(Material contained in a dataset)
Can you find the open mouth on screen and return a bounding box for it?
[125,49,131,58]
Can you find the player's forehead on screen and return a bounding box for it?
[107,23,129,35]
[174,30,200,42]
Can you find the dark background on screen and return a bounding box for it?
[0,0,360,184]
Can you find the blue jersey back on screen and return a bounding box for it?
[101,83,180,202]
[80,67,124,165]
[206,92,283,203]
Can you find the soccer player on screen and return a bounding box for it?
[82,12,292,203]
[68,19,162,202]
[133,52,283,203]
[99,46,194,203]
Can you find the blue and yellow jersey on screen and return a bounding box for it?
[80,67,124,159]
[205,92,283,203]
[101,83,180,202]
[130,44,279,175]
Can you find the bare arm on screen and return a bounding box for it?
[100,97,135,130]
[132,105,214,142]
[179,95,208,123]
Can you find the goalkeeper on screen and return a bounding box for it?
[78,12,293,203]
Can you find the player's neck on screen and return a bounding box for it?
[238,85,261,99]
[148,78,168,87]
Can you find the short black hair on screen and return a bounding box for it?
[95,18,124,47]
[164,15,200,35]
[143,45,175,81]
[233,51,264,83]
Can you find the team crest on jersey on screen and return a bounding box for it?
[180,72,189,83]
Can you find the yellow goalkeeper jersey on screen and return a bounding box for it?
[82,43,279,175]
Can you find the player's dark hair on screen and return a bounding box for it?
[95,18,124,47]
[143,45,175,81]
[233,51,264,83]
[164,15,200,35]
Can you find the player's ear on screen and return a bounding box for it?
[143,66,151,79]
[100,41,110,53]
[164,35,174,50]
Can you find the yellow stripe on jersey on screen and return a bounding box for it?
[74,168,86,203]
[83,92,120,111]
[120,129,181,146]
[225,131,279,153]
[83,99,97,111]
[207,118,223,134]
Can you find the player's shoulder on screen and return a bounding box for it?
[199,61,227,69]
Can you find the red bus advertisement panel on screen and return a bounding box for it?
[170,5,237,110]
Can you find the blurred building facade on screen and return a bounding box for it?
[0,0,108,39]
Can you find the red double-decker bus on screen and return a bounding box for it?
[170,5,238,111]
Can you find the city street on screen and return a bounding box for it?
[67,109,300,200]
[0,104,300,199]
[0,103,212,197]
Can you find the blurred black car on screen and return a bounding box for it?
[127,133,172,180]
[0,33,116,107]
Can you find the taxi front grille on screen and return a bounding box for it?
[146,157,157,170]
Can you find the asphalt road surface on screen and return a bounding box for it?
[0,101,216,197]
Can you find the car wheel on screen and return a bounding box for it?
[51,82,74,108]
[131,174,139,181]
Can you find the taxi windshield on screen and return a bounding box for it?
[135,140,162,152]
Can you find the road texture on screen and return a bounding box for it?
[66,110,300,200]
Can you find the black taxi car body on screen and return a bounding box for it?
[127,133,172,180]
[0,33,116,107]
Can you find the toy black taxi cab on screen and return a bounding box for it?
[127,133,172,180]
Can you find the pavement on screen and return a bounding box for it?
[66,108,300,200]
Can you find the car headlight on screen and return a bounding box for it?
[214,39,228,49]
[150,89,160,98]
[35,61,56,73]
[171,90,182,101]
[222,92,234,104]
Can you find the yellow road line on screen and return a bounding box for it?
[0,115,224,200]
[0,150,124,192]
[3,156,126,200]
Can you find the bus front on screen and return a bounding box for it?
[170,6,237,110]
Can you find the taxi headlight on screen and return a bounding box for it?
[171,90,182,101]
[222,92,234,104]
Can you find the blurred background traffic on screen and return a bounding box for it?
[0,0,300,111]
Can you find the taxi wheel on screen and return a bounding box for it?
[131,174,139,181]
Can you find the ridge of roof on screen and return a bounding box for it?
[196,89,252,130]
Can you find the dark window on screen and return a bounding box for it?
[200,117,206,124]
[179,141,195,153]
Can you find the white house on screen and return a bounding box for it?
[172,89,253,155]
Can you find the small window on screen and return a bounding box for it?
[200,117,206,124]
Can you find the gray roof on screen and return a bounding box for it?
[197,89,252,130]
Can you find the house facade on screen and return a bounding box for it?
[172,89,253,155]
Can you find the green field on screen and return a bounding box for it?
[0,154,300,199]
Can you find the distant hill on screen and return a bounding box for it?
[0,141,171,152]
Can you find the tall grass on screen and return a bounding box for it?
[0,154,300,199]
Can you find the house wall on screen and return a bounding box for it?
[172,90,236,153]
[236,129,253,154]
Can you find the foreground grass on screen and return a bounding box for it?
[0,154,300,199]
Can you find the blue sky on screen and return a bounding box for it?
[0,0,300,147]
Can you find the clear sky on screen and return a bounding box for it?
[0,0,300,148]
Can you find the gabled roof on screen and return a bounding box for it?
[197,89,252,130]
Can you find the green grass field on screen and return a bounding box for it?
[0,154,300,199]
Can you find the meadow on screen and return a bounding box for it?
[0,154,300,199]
--
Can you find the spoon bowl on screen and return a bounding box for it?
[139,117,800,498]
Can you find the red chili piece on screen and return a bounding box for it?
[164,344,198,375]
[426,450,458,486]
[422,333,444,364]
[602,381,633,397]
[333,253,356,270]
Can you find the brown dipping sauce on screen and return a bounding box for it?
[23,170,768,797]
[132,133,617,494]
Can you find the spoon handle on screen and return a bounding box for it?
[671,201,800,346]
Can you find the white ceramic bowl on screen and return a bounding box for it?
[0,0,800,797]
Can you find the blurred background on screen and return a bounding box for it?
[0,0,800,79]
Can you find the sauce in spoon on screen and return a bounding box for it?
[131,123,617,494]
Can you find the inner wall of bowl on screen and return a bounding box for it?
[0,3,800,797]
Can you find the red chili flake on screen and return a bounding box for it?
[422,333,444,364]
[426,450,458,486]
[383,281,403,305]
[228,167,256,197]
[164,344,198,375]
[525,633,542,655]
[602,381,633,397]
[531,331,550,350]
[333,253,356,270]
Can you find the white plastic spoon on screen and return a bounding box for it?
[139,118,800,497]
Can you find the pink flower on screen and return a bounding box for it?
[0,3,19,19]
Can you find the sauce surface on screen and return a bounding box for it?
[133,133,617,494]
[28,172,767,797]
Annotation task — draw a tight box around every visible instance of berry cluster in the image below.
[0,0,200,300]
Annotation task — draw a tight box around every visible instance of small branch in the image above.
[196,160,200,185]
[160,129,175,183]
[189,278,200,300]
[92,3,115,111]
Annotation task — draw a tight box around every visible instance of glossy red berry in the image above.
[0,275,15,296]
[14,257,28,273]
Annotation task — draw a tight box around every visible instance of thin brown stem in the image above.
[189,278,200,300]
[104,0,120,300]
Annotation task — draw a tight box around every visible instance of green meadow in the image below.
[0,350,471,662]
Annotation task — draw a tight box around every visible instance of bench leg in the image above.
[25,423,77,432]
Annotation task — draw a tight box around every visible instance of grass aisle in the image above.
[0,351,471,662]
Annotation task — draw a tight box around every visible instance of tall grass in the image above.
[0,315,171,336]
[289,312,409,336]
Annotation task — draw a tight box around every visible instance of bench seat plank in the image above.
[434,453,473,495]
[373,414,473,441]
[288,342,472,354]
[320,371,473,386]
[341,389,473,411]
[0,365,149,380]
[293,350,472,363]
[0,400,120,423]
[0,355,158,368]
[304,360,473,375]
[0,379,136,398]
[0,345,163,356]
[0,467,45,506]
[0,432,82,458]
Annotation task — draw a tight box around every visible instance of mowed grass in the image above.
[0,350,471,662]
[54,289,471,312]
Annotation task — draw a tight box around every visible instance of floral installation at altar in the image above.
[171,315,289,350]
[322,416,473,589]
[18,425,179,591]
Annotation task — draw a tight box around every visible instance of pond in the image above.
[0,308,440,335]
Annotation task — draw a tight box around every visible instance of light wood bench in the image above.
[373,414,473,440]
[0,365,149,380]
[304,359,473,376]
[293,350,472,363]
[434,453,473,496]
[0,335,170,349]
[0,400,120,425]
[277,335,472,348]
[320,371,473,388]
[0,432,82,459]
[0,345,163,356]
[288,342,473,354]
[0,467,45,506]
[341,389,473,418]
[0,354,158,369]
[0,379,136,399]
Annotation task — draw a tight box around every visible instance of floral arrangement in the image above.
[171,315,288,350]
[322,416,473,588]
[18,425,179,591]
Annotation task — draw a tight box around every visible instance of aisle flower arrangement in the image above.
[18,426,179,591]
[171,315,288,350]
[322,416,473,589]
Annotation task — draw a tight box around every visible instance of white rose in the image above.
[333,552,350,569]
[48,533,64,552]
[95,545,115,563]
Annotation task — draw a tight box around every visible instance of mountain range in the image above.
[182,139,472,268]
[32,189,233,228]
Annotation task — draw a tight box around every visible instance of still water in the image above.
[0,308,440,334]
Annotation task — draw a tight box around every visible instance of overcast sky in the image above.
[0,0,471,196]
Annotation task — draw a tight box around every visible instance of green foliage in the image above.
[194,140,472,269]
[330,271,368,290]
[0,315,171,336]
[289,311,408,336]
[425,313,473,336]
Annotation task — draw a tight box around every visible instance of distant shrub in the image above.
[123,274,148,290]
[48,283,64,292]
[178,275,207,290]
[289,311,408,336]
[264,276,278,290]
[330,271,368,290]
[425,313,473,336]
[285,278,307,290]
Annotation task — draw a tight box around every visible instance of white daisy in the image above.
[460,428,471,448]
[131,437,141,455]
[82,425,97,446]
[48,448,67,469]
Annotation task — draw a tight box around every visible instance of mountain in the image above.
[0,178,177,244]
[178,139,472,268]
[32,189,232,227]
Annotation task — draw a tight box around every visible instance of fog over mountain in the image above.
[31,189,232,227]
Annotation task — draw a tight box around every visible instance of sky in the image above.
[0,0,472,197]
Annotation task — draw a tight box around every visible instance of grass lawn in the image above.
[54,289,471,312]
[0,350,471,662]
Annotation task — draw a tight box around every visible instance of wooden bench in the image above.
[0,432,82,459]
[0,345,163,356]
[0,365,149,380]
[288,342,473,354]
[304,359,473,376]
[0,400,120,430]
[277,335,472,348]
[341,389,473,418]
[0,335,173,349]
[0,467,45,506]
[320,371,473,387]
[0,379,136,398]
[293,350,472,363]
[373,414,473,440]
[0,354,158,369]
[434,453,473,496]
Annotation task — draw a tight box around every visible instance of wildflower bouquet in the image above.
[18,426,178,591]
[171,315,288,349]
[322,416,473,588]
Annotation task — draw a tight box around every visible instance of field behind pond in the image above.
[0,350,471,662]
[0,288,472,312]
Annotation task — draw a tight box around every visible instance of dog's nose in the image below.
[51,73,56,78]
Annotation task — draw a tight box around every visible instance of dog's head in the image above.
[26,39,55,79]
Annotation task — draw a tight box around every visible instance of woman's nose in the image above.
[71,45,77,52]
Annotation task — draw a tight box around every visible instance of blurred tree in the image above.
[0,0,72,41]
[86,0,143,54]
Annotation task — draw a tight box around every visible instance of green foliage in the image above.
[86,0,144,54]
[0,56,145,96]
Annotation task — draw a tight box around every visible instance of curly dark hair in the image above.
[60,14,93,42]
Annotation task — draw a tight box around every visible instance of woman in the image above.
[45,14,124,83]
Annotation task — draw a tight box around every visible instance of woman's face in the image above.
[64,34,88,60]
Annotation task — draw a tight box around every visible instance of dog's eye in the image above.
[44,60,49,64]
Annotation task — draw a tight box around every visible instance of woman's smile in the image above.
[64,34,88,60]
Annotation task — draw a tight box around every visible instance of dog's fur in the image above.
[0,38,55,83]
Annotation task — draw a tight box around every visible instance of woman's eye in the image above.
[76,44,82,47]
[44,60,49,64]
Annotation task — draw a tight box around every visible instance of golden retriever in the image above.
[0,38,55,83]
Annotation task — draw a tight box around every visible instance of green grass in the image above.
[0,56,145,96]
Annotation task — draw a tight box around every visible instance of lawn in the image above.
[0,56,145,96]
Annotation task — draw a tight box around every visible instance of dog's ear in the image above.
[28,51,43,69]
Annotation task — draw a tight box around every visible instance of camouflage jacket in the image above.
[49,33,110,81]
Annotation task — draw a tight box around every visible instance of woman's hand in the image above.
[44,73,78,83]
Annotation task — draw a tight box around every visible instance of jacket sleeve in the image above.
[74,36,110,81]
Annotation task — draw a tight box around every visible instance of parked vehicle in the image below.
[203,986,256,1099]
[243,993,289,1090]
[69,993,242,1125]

**TASK TO CARRY OUT:**
Rewrite the material from the line with "Can you find the toy" up to and including the line with "[170,6,237,110]", putting "sidewalk" in place of "pavement" and leaving everything else unchanged.

**EXERCISE ANSWER:**
Can you find the toy black taxi cab on screen and return a bounding box for it?
[127,133,172,180]
Can you find the sidewalk on screen and return a bounding box for it?
[66,108,300,200]
Can you find the car headlight on screen and return a bounding box for it?
[214,39,228,49]
[150,89,160,98]
[35,61,56,73]
[171,90,182,101]
[222,92,234,104]
Can you find the yellow road line on screen and return a bounding box for it?
[0,115,224,200]
[0,150,124,192]
[3,156,126,200]
Can you find the bus front on screen and return a bounding box for it?
[170,6,237,110]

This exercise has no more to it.